Point-per-instance localization data
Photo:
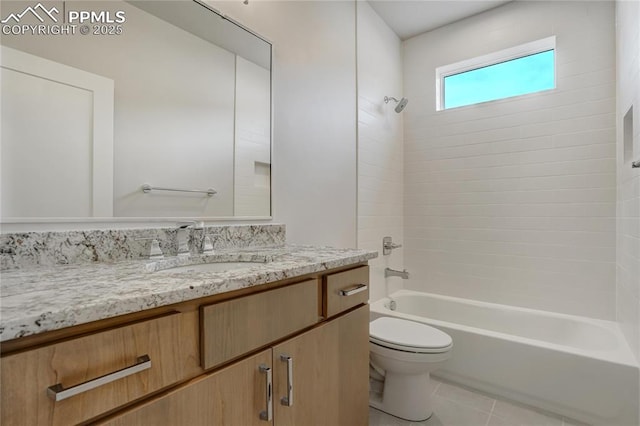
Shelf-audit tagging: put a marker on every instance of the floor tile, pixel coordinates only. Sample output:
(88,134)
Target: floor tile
(520,415)
(378,418)
(571,422)
(449,413)
(466,397)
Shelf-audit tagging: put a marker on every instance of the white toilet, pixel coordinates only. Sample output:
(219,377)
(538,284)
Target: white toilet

> Activity:
Above are the records; repeat them exactly, omitting every picture.

> Written answer:
Photo:
Shelf-audit tagging: put a marker on every instance of the floor tile, pixel coordinates only. Sample output:
(88,134)
Target: floor tile
(520,415)
(378,418)
(571,422)
(449,413)
(466,397)
Shelf-audit tagging: put a marker on every instance of the white toilet, pixel coordinates only. Sample output:
(219,377)
(538,284)
Target: white toilet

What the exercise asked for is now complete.